**BLOC DE TEXTE:**
◆ ◆ ◆ ◆ ◆
Urgence Turquie-Syrie : prospection massive à l'initiative d'une association peu connue
Gestion de la collecte en ‘full-service’ : d’incontestables avantages
22/03/2023 - Partout en Europe diverses agences commerciales de fundraising offrent aux acteurs du secteur non-marchand de gérer en sous-traitance soit l’ensemble (option ‘full service’) soit une partie conséquente de leurs tâches de communication et de collecte de fonds.
En Belgique la société Direct Social Communication (DSC) figure parmi les principaux acteurs présents sur ce créneau, aux côtés de Mindwize, une agence présente dans cinq pays européens, dont les Pays-Bas.
La formule ‘full-service’ permet par exemple au fondateur d’une nouvelle initiative à finalité humanitaire de se concentrer en priorité sur les projets de terrain qu’il affectionne, après s’être libéré de la collecte de fonds dont la gestion est assurée de manière professionnelle par une agence commerciale de fundraising.
Tel est par exemple le choix du docteur Réginald Moreels, ex-Président de MSF et vaillant septuagénaire mobilisé sur les projets de santé de l’asbl UNICHIR dont il est co-fondateur, qui collabore étroitement avec l’agence DSC pour la gestion d'une partie des activités de fundraising.
SOS World, étrange réussite sur base d'une sous-traitance intégrale de la collecte de fonds
Il arrive cependant que la sous-traitance intégrale de la collecte de fonds pose question.
Ainsi deux articles parus mi-février dans le Belang van Limburg et L’Avenir ont-ils tenté de comprendre pourquoi et comment SOS World - une asbl qui n'existe qu'en Belgique, où elle est relativement peu connue - s'est massivement investie il y a quelques semaines dans une importante et coûteuse campagne d'appels aux dons 'Turquie-Syrie'.
Cette enquête fait apparaître que la collecte de SOS World a bénéficié d’une croissance fulgurante depuis sa création en 2014. Alors que l'association ne dispose guère, en dehors d’une boite aux lettres, d’un ancrage significatif dans la vie associative belge, elle aurait recruté 24.000 donateurs en moins de dix ans, grâce aux nombreux mailings orchestrés par l’agence commerciale Direct Social Communication.
Faible degré de transparence
Surpris par l’ampleur de la campagne d’appels aux dons ‘Turquie-Syrie’ financée par SOS World au travers de mailings et d’encartages dans divers quotidiens du Nord du pays, le journaliste du Belang van Limburg découvre que cette asbl de droit belge a été fondée par Thomas Schirrmacher, un théologien et évêque allemand lié à l’Eglise Evangélique, ainsi que par deux membres de sa famille qui résident comme lui en Allemagne.
Le premier siège social de l’association a été établi en 2014 à Bruxelles dans les bureaux de l’agence de fundraising DSC.
◆ ◆ ◆ ◆ ◆
**DONNÉES FOURNIES:**
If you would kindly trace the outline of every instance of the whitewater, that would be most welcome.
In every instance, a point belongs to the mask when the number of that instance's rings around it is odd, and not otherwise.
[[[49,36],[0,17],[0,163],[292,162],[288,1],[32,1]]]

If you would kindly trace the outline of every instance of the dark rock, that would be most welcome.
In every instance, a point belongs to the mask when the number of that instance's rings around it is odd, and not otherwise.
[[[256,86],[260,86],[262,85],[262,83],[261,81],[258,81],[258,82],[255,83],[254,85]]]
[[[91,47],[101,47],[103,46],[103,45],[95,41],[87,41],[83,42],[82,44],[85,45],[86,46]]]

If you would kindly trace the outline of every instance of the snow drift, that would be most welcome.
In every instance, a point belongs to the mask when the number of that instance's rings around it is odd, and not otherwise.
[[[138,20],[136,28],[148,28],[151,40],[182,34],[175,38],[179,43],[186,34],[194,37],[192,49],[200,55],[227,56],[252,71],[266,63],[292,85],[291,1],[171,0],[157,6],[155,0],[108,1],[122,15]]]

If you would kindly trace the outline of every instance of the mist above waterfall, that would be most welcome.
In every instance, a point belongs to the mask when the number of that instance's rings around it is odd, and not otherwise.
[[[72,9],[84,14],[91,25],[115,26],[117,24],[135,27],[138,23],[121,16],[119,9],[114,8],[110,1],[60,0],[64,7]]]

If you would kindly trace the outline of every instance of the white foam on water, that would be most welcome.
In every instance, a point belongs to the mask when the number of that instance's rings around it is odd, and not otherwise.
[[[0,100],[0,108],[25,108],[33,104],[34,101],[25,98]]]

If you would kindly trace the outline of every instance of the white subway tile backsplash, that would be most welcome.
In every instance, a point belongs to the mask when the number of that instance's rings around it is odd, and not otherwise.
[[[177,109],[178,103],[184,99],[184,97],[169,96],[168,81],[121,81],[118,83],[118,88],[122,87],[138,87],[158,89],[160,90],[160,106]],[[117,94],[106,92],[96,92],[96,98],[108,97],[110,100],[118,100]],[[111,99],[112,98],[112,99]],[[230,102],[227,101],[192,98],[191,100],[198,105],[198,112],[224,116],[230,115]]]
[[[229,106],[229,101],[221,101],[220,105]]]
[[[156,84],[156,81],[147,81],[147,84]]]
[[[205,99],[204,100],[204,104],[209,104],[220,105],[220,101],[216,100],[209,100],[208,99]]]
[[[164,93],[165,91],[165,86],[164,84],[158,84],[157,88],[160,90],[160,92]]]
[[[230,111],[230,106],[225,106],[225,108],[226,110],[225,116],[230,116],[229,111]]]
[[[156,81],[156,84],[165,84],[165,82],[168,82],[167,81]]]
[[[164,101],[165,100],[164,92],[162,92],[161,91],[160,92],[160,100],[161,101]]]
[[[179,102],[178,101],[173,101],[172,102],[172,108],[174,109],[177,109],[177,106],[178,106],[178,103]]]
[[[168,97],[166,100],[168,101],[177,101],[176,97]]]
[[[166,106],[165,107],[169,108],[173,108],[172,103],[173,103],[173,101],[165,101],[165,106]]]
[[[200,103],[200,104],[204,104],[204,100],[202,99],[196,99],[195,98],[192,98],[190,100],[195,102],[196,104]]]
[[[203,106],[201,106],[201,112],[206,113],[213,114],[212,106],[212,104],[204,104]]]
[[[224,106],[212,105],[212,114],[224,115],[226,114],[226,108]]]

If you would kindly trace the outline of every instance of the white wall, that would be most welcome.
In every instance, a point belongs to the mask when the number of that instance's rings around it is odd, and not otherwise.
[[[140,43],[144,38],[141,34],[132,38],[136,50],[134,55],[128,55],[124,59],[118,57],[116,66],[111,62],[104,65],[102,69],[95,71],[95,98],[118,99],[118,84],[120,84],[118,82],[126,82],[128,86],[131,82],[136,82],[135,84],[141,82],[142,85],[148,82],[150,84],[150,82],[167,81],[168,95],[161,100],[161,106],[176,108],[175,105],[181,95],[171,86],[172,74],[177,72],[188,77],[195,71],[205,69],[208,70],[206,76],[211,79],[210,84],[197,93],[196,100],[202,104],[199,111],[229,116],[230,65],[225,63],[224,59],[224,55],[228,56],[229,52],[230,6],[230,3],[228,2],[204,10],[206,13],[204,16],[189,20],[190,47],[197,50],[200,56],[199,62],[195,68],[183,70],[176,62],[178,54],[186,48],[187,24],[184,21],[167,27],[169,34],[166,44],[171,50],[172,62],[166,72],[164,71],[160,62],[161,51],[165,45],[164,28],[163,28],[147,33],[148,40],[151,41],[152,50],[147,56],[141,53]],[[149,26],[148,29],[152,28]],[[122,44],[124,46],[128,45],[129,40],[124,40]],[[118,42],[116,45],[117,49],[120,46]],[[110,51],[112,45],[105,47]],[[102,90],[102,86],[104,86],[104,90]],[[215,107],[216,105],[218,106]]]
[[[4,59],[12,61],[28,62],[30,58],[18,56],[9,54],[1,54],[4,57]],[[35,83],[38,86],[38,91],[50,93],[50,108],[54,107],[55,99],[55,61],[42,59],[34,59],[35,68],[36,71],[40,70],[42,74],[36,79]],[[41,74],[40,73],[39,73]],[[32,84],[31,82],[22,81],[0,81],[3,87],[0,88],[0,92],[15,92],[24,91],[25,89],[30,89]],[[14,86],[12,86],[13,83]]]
◆ ◆ ◆ ◆ ◆
**EXERCICES À TRAITER:**
A. D'après l'article sur la sous-traitance de la collecte de fonds, pourquoi la formule « full-service » intéresse-t-elle le fondateur d'une nouvelle initiative humanitaire ? Répondez en une à trois phrases.
B. Rédigez la suite de l'article sur la sous-traitance de la collecte de fonds, en reprenant après sa dernière phrase.
Les données ne servent pas pour ce travail.

**RÉPONSES PAR EXERCICE:**
A. La formule « full-service » permet à ce fondateur de se concentrer en priorité sur les projets de terrain qu'il affectionne. Il est en effet libéré de la collecte de fonds, dont la gestion est assurée de manière professionnelle par une agence commerciale de fundraising.

B.
Le site de SOS World ne comprend, au moment de l’enquête du Belang van Limburg, nulle information concrète concernant le mode de gouvernance, les rapports d’activités et les comptes annuels de l’association. L’agrément fiscal de SOS World n’a pas été accordé ou n'est pas prolongé, et SOS World n’est pas reconnu par l’AERF ou par la Fondation Donorinfo pour la transparence de ses comptes.
Gebende Hände : une association proche dont certaines pratiques sont critiquées
L’article du Belang van Limburg note qu’un autre membre de la famille Schirrmacher est impliqué dans la gestion de l’association allemande Gebende Hände. Le site allemand Webwiki.de, dont le degré de crédibilité n'a pu être vérifié, s'est fait l’écho de plaintes émanant de donateurs allemands concernant des méthodes de collecte de fonds inappropriées de cette association : utilisation abusive d’adresses personnelles, envoi de mailing accompagnés de gadgets inutiles, etc.
On sait que ces pratiques sont contestées en Allemagne où elles sont encouragées par certaines agences de fundraising. Elles correspondent à des modes de collecte qui ont été également dénoncés à plusieurs reprises dans divers médias belges.
Egalement alertée par l’ampleur de la récente campagne d’encartage ‘SOS Turquie-Syrie’ de SOS World dans nombre de quotidiens francophones, une journaliste de L’Avenir s’est à son tour demandée « qui sont ces collecteurs de fonds qui interviennent au nom d’une cause humanitaire, avec une force de frappe impressionnante malgré leur petite taille ? » (L’Avenir, 24 février)
Elle constate également le peu d’informations publiées sur le site de l’association.
Une asbl ‘boîte aux lettres’, pilotée depuis l'étranger par des administrateurs animés de bonnes intentions
SOS World ne semble guère disposer en Belgique d’un semblant d'équipe locale mobilisée soit au siège social bruxellois de SOS World - qui ne comprend qu’une boite aux lettres - soit ailleurs dans le pays.
La ligne téléphonique de l’association est connectée à un répondeur de l’agence commerciale DSC.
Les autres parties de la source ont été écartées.